## [Page]
## Begin

Having your business be an extension of your personal existence has a lot of conveniences, but plenty of drawbacks. And the biggest drawback is the (in my view) mistaken belief that income for your business is the same as income for you.

It’s not, or at least, it shouldn’t be.

I want every one of you who is a sole business owner to have regular, dependable income. And I want you to make that happen, even if your business makes wildly variable income.

When you have regular income, you will feel less anxious, and be able to make better plans for yourself and the people around you, both financial and otherwise.

So in this post, I’m going to show you can give yourself regular income, even when your business doesn’t.

Why regular income is important

Chris has a business selling widgets. Sometimes business is good, but sometimes the sales just trickle in.

## End

## [Task to carry out]
Copy the post about regular income, starting at the words "Having your business" and stopping after "income for you.", but swap "conveniences" for "benefits".

## [Dataset excerpt]
## Begin

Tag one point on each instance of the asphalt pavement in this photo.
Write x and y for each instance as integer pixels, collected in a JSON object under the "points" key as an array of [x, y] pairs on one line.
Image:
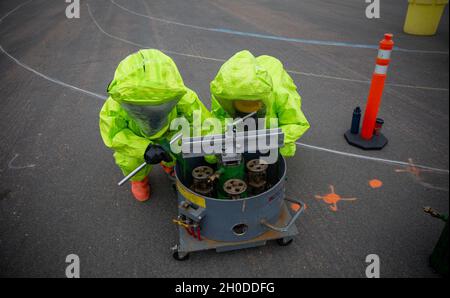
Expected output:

## End

## [Response below]
Having your business be an extension of your personal existence has a lot of benefits, but plenty of drawbacks. And the biggest drawback is the (in my view) mistaken belief that income for your business is the same as income for you.